**Work order**
Exactly reproduce the entries, dropping any pictures from your copy.

**Source data**
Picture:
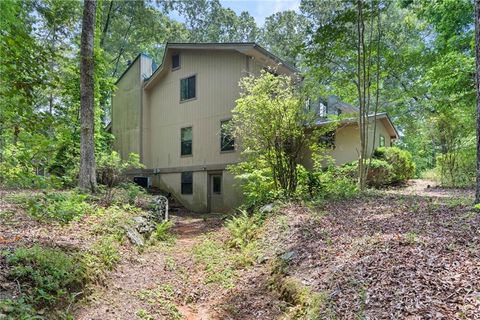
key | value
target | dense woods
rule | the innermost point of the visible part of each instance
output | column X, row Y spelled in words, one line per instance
column 79, row 240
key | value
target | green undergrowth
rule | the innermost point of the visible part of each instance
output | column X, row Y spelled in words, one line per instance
column 161, row 297
column 222, row 259
column 51, row 280
column 304, row 303
column 58, row 206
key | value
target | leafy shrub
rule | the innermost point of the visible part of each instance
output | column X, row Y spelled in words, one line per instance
column 329, row 183
column 47, row 276
column 63, row 207
column 457, row 169
column 111, row 168
column 216, row 260
column 380, row 173
column 18, row 309
column 112, row 222
column 401, row 161
column 256, row 181
column 102, row 257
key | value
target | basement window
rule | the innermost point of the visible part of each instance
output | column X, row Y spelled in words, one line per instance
column 186, row 141
column 217, row 184
column 175, row 61
column 188, row 88
column 227, row 142
column 187, row 182
column 327, row 140
column 382, row 141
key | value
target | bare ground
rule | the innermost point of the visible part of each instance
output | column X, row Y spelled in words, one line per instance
column 410, row 253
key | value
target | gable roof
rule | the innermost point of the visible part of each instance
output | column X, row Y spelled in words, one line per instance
column 247, row 48
column 130, row 65
column 382, row 116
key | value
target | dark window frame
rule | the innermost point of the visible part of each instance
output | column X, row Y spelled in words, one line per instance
column 186, row 182
column 186, row 96
column 328, row 139
column 179, row 61
column 182, row 142
column 381, row 141
column 226, row 146
column 219, row 185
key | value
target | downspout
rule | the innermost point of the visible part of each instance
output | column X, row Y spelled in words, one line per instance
column 141, row 113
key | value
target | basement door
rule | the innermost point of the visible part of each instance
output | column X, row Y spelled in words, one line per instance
column 215, row 192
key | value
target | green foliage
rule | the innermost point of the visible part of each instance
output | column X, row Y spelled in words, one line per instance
column 112, row 221
column 163, row 232
column 19, row 169
column 274, row 127
column 47, row 277
column 403, row 167
column 59, row 206
column 217, row 262
column 457, row 168
column 243, row 229
column 256, row 180
column 160, row 297
column 329, row 183
column 102, row 257
column 111, row 168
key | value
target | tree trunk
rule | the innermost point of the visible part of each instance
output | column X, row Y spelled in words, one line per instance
column 477, row 55
column 87, row 179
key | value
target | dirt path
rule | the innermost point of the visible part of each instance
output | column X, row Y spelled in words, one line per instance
column 428, row 188
column 161, row 283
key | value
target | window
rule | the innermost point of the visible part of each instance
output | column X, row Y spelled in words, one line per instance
column 176, row 61
column 328, row 139
column 382, row 141
column 227, row 142
column 217, row 184
column 188, row 88
column 186, row 141
column 187, row 182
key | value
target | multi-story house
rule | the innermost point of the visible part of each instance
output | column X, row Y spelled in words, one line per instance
column 174, row 117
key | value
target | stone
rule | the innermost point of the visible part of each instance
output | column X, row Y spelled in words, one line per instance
column 143, row 224
column 268, row 208
column 135, row 237
column 288, row 256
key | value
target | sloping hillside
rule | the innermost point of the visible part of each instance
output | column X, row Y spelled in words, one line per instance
column 384, row 256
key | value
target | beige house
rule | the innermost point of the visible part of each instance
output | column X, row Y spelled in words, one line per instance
column 172, row 116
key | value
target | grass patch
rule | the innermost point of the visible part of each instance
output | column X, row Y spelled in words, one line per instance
column 217, row 262
column 47, row 277
column 163, row 233
column 161, row 297
column 55, row 206
column 102, row 257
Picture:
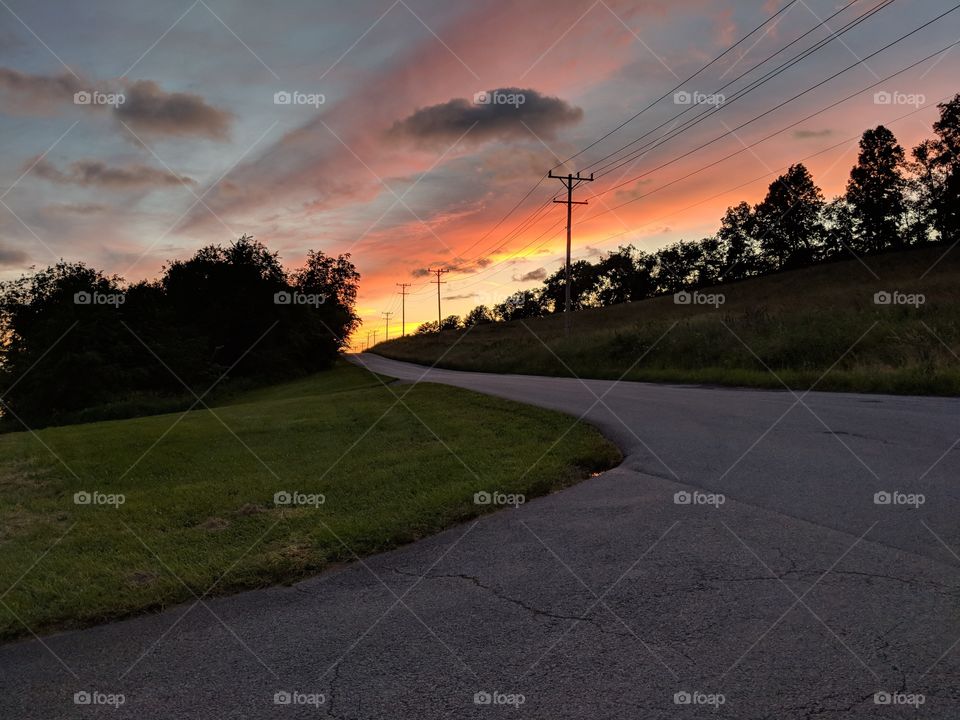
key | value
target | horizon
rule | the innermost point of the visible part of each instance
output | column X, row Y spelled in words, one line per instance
column 406, row 170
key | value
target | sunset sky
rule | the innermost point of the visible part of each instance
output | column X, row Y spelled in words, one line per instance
column 399, row 165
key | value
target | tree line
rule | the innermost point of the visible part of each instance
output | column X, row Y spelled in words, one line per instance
column 891, row 202
column 76, row 339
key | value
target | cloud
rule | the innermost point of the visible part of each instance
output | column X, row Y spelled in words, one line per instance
column 79, row 208
column 538, row 274
column 507, row 113
column 808, row 134
column 32, row 94
column 11, row 257
column 459, row 265
column 93, row 173
column 149, row 109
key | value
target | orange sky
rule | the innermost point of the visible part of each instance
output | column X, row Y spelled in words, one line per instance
column 399, row 165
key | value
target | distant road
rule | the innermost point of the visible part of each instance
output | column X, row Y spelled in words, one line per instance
column 819, row 457
column 735, row 566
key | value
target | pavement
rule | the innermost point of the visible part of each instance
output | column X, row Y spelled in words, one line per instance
column 758, row 554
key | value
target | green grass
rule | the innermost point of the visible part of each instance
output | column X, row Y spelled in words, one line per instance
column 816, row 325
column 199, row 515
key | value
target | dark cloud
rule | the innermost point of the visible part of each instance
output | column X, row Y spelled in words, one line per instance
column 459, row 265
column 97, row 174
column 11, row 257
column 36, row 93
column 538, row 274
column 80, row 209
column 807, row 134
column 510, row 113
column 149, row 109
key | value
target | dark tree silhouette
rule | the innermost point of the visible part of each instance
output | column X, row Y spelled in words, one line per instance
column 876, row 191
column 790, row 218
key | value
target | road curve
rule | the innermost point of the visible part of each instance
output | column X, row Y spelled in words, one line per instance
column 736, row 565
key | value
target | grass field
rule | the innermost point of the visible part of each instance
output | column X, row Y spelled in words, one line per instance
column 818, row 325
column 199, row 515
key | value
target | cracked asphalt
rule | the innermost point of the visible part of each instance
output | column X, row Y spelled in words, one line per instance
column 781, row 590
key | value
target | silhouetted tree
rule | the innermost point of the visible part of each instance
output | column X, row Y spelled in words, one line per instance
column 480, row 315
column 738, row 234
column 583, row 286
column 790, row 218
column 623, row 276
column 876, row 190
column 520, row 306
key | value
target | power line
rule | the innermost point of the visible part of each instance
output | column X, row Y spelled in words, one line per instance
column 439, row 282
column 782, row 130
column 569, row 182
column 709, row 112
column 403, row 312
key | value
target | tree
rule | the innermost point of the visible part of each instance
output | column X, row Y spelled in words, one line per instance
column 451, row 322
column 789, row 219
column 738, row 238
column 838, row 229
column 676, row 266
column 876, row 191
column 938, row 162
column 583, row 287
column 520, row 306
column 225, row 310
column 623, row 276
column 480, row 315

**Exercise solution**
Picture:
key | value
target | dense woods
rule | the innermost point of the visible part of each instance
output | column X, row Y spelled in words, one line per instance
column 79, row 240
key | value
target | green undergrowth
rule | the innermost point of the visible part of each instance
output | column X, row Y spelled in words, one line per instance
column 161, row 297
column 222, row 259
column 51, row 280
column 304, row 303
column 58, row 206
key | value
target | leafy shrub
rule | the innermost point of the visible part of each instance
output | column X, row Y spelled in words, one line per instance
column 329, row 183
column 47, row 276
column 63, row 207
column 457, row 169
column 111, row 168
column 216, row 260
column 380, row 173
column 18, row 309
column 112, row 222
column 401, row 161
column 256, row 181
column 102, row 257
key | value
target | basement window
rule | the innermost point of the visible part of each instance
output | column X, row Y spelled in words, one line per instance
column 186, row 141
column 217, row 184
column 175, row 61
column 188, row 88
column 227, row 142
column 187, row 182
column 327, row 140
column 382, row 141
key | value
target | bare ground
rule | the innermost point of the visible part of each instance
output | column X, row Y spelled in words, one line per instance
column 410, row 253
key | value
target | gable roof
rule | the innermost point of the visible part of each instance
output | column X, row Y spelled in words, one line per instance
column 247, row 48
column 130, row 65
column 382, row 116
key | value
target | dark window frame
rule | the innermost point of the visible part of each instance
output | column X, row Y spelled in words, one line per instance
column 186, row 182
column 186, row 96
column 328, row 139
column 179, row 61
column 182, row 142
column 381, row 141
column 226, row 146
column 219, row 185
key | value
target | downspout
rule | the innermost point of the visible part of each instance
output | column X, row Y spelled in words, one line per instance
column 141, row 113
key | value
target | basement door
rule | the innermost point of the visible part of each instance
output | column X, row Y spelled in words, one line per instance
column 215, row 192
key | value
target | green foliage
rule | the innermost point of the visible part of each instance
output | column X, row Y spelled in words, one line per instance
column 112, row 221
column 163, row 232
column 19, row 169
column 274, row 127
column 47, row 277
column 403, row 167
column 59, row 206
column 217, row 262
column 457, row 168
column 243, row 229
column 256, row 180
column 160, row 297
column 329, row 183
column 102, row 257
column 111, row 168
key | value
target | tree trunk
rule | the innermost point of the visible part of each instance
output | column X, row Y spelled in words, one line per instance
column 477, row 55
column 87, row 179
key | value
target | dirt path
rule | the innermost point of the visible part of each instance
output | column X, row Y spelled in words, one line per instance
column 428, row 188
column 161, row 283
key | value
target | window
rule | the innermost point of the visible part of each instance
output | column X, row Y spelled in words, one line per instance
column 176, row 61
column 328, row 139
column 382, row 141
column 227, row 142
column 217, row 184
column 188, row 88
column 186, row 141
column 187, row 182
key | value
target | multi-story house
rule | the innermost point of the visible part of each instance
output | column X, row Y spelled in words, one line per instance
column 174, row 117
key | value
target | stone
rule | the innermost point of the visible part of each instance
output | column X, row Y spelled in words, one line per instance
column 143, row 224
column 268, row 208
column 135, row 237
column 288, row 256
key | value
target | sloping hillside
rule | the innermost point of the visible part of each instance
output | column X, row Y spelled in words, one line per instance
column 384, row 256
key | value
target | beige house
rule | the innermost point of the visible part of each instance
output | column X, row Y spelled in words, one line per instance
column 172, row 116
key | value
target | grass patch
rule | the innermost point of the visible part of each instance
output | column X, row Y spelled in words, one line per instance
column 217, row 262
column 47, row 277
column 163, row 233
column 161, row 297
column 55, row 206
column 102, row 257
Picture:
key | value
target | horizon
rule | the innermost point of the visible part of each instance
output | column X, row Y spelled in words, one line per instance
column 406, row 170
key | value
target | sunset sky
rule | the innermost point of the visible part of each instance
output | column X, row Y spelled in words, one line per instance
column 399, row 165
key | value
target | tree line
rule | the innermost point of the visible part of each instance
output | column X, row Y spelled in words, one line per instance
column 891, row 202
column 76, row 339
key | value
target | cloud
rule | the innermost point of the visible part of each instance
output | column X, row Y spelled in words, one line per instance
column 79, row 208
column 538, row 274
column 507, row 113
column 808, row 134
column 32, row 94
column 11, row 257
column 459, row 265
column 93, row 173
column 149, row 109
key | value
target | orange sky
rule | the innermost point of the visible part of each instance
output | column X, row Y spelled in words, one line per instance
column 399, row 165
key | value
target | distant road
rule | the innermost point of the visible part of each instance
output | column X, row Y spelled in words, one line per instance
column 819, row 457
column 735, row 566
key | value
target | pavement
rule | the innermost point of the visible part of each instance
output | column X, row Y spelled in words, one line per instance
column 758, row 554
key | value
target | green grass
rule | the innermost point of the visible part of each instance
output | column X, row Y spelled in words, one line per instance
column 816, row 325
column 199, row 515
key | value
target | dark cloud
rule | the innermost point of the visible part of each instance
output | column X, row Y spelled in words, one line per instance
column 459, row 265
column 97, row 174
column 11, row 257
column 36, row 93
column 538, row 274
column 80, row 209
column 807, row 134
column 510, row 113
column 149, row 109
key | value
target | dark tree silhouette
rule | the innermost point of the visible part of each instance
output | column X, row Y spelled in words, one line per instance
column 876, row 191
column 790, row 218
key | value
target | road curve
rule | the innermost point of the visible part of each instance
output | column X, row Y spelled in words, one line per instance
column 736, row 565
key | value
target | grass field
rule | the innermost point of the visible part of each instance
output | column X, row Y spelled in words, one line per instance
column 818, row 325
column 199, row 515
key | value
target | cracked asphalt
rule | the innermost point of the visible part of each instance
output | column X, row Y spelled in words, one line per instance
column 781, row 590
key | value
target | silhouetted tree
rule | the innermost point of the visible part of each instance
output | column X, row Y spelled in words, one line per instance
column 480, row 315
column 738, row 234
column 583, row 286
column 790, row 218
column 623, row 276
column 876, row 190
column 520, row 306
key | value
target | power line
rule | the innermost point of the visible part of each instance
output | column X, row Y spelled in words, one line per instance
column 439, row 282
column 782, row 130
column 569, row 182
column 709, row 112
column 403, row 312
key | value
target | tree
rule | the innermost point of the visible part of each instance
output | column X, row Y spelled in words, one line per instance
column 451, row 322
column 789, row 219
column 738, row 238
column 838, row 229
column 676, row 266
column 876, row 191
column 938, row 162
column 583, row 287
column 520, row 306
column 225, row 310
column 623, row 276
column 480, row 315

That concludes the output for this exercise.